>>

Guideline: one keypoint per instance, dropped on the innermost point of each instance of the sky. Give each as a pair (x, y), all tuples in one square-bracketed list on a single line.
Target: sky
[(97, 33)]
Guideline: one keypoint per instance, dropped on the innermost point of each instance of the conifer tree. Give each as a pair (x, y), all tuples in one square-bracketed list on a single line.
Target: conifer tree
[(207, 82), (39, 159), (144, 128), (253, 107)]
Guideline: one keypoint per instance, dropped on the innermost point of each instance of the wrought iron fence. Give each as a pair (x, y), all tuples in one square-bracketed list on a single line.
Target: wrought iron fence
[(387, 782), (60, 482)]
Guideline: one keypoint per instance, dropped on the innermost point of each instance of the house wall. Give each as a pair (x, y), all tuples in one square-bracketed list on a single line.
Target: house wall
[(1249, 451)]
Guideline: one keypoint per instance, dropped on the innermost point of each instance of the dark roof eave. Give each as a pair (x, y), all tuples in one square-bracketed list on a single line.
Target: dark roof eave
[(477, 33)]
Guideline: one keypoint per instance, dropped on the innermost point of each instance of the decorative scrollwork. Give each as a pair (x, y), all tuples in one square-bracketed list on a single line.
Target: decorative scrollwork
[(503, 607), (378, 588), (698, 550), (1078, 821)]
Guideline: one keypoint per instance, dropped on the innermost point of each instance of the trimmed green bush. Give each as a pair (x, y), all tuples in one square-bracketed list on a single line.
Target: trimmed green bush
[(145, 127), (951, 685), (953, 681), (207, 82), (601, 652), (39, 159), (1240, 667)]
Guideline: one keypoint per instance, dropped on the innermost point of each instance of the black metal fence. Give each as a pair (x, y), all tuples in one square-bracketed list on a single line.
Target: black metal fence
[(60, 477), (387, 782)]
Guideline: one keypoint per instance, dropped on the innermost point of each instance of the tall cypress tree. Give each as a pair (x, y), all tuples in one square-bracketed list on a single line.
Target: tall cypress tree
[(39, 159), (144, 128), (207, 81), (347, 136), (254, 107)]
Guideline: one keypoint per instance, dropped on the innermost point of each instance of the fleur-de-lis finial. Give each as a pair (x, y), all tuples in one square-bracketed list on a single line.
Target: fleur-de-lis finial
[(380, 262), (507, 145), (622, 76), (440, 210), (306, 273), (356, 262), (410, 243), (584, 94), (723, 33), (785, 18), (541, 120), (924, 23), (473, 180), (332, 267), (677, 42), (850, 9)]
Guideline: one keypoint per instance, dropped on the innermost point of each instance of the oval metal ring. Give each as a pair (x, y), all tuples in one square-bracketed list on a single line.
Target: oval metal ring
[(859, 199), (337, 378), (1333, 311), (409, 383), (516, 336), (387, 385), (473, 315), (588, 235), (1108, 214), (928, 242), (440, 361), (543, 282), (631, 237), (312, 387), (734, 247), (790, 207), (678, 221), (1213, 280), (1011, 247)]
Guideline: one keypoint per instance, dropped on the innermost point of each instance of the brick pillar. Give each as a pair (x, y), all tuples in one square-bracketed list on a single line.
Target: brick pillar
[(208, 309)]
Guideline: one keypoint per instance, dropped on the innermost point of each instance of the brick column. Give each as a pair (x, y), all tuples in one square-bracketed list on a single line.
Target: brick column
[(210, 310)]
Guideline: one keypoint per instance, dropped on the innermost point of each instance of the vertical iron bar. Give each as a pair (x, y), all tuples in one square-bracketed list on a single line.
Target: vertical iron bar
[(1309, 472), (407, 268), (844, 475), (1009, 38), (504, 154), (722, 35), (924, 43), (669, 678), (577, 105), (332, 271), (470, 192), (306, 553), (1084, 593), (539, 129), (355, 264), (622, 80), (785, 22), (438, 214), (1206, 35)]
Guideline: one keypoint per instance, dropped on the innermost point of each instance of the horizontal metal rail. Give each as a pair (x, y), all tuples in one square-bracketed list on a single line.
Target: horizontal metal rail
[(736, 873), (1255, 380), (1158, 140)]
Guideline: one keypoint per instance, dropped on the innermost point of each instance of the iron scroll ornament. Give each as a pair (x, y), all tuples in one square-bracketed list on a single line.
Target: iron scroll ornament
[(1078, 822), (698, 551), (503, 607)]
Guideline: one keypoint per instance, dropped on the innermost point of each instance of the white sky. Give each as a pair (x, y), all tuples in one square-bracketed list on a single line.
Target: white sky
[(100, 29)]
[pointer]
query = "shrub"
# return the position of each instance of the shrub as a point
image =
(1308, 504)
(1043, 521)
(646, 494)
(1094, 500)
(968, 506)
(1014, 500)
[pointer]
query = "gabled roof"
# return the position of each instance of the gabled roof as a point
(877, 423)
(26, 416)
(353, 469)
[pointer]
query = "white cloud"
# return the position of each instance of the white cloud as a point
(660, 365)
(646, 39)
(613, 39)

<<

*Your assignment*:
Output all of the material exactly.

*Worked solution*:
Guideline: one keypoint per instance, dropped on the innermost point of each instance of the sky. Give each as a pair (x, y), all tuples in one square-bracketed list on a single line.
Target: sky
[(97, 33)]
Guideline: one keypoint per instance, dropped on the innermost point of each instance of the conifer tree. Give each as a pair (x, y), all tuples in one square-bracketed list on a single line.
Target: conifer tree
[(207, 82), (39, 159), (144, 128), (253, 107)]
Guideline: one keypoint per instance, dropped on the innermost point of each instance of the wrought iron fence. Give each as a pair (x, y), all tuples in one square-bracketed list on a single line.
Target: wrought iron fence
[(387, 782), (60, 482)]
Guideline: one keypoint per instance, dropped on the innermost point of each instance of the house wall. Give each as a pair (x, y), all tuples in one square-bracketed list on a single line.
Target: house wall
[(1249, 451)]
Guideline: one keypoint per instance, dropped on the innermost point of each instance of the dark roof eave. Give each as a pair (x, y), all tuples in one square-bracketed list on a single line.
Target: dark roof eave
[(477, 33)]
Guideline: one keypoint per instance, dropped on the innermost point of each instance of the decorative scrollwork. Give each as a pair (x, y), all tuples in one square-bracketed list on a single line.
Target: decorative scrollwork
[(503, 607), (378, 588), (698, 550), (1078, 821)]
Guideline: one keypoint per instance, dropped on the innermost point of each instance of the trimmed green bush. Give each as a pair (x, y), all tuples in one square-bracketed list on a single line.
Target: trimmed green bush
[(145, 127), (951, 685), (953, 681), (207, 82), (601, 652), (39, 159), (1240, 667)]
Guideline: one keypoint per instance, dropped on the innermost point of each instance of the black metal fence. Give each as a pair (x, y), all tuples in one square-bracketed list on a single line.
Target: black metal fence
[(60, 477), (387, 782)]
Guideline: one keypoint per instance, dropped on the innermost point of each instance of the tall cypress tree. Give each as a pair (x, y), all tuples in one square-bracketed list on a single line.
Target: tall cypress tree
[(39, 159), (144, 128), (207, 81), (347, 136), (254, 107)]
Guideline: one keypoint per instance, dropped on the innermost point of each instance of the fleur-de-lis finial. Give each as a pair (x, y), all tuples in one square-bracketed list on a single line.
Target: fleur-de-lis finial
[(380, 262), (507, 145), (622, 76), (440, 210), (306, 273), (356, 262), (410, 243), (584, 94), (723, 33), (785, 18), (541, 120), (924, 23), (473, 180), (332, 267), (677, 42), (850, 9)]
Guideline: one keypoint per instance, dropped on the innermost point of each instance of the oval metal ring. Give each as a pair (x, y), all tuples in one square-bracketed list on a single line.
Target: oval metal ring
[(859, 199), (337, 378), (1333, 311), (409, 383), (516, 336), (387, 385), (473, 315), (588, 235), (1108, 214), (928, 242), (440, 361), (543, 282), (631, 237), (312, 387), (734, 247), (790, 207), (678, 221), (1213, 280), (1011, 247)]
Guideline: one keypoint per instance, dropped on the innermost point of each instance of the brick pillar. Give each as a pair (x, y), all tuples in one square-bracketed list on a single line.
Target: brick pillar
[(208, 309)]
Guideline: one keypoint per instance, dropped on the innermost point of each instance of the brick column. Give each as a pair (x, y), all tuples in one square-bracketed list on a single line.
Target: brick column
[(210, 310)]
Guideline: one keypoint per instance, dropped on the innermost point of each instance of the vertical iron bar. Give each as a pair (x, y), all tuples in one square-bracketed list on a single line.
Target: vertical iron bar
[(1309, 472), (407, 268), (844, 475), (1009, 38), (504, 154), (722, 35), (924, 43), (669, 678), (577, 105), (332, 271), (470, 192), (306, 553), (1084, 593), (539, 129), (355, 264), (622, 80), (785, 22), (438, 214), (1206, 35)]
Guideline: one keypoint per instance, dropped on the innermost point of each instance of the horizontal metal rail. Give each as a pair (x, y), all tuples in one square-bracketed list on a single line.
Target: horizontal metal rail
[(736, 873), (1255, 380), (1158, 140)]
Guideline: one keypoint per instance, dropped on the innermost point of each instance of the iron scroll ornament. Give each as a pair (x, y), all tuples in one square-bracketed list on a single line.
Target: iron scroll ornament
[(1078, 822), (698, 551), (503, 607)]
Guideline: one keypoint per instance, dropped on the innermost point of each instance of the white sky. Give each as a pair (x, y), all tuples in one square-bracketed list on a single line.
Target: white sky
[(100, 29)]
[pointer]
query = "shrub"
# return the position of each instance of the shrub as a point
image =
(1308, 504)
(1043, 521)
(646, 494)
(1094, 500)
(968, 506)
(1014, 500)
[pointer]
query = "gabled roof"
# return the position of each instance of the gabled roof as a point
(877, 423)
(26, 416)
(353, 469)
[pointer]
query = "white cloud"
# return the position of each instance of the white cloud as a point
(660, 365)
(646, 39)
(613, 39)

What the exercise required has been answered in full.